** Start of Record extracts **

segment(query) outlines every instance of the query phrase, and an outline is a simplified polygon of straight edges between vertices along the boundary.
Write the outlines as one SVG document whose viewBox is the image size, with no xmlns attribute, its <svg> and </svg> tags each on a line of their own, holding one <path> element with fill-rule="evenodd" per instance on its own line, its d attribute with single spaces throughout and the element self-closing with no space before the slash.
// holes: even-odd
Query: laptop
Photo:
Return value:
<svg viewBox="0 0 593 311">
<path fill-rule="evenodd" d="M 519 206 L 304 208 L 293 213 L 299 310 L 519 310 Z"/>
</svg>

** End of Record extracts **

» Direction:
Put the lines above into a two-column CSV headed input and output. Each row should hold one text and its answer, each in a single quoted field with line breaks replaced by spaces.

» Task response:
input,output
"segment(query) outlines every instance of the query phrase, and an outline is a simplified polygon of straight edges between vertices along the boundary. Write the outlines as one SVG document whose viewBox is the image size, with no xmlns attribute, its <svg> and </svg> tags each on a line of their own, holding one <path> element with fill-rule=""evenodd"" per instance on its own line, its d attribute with single spaces throughout and the element self-closing with no space before the slash. // holes: even-odd Query: laptop Photo: Return value:","<svg viewBox=""0 0 593 311""> <path fill-rule=""evenodd"" d=""M 519 206 L 304 208 L 293 213 L 299 310 L 519 310 Z""/> </svg>"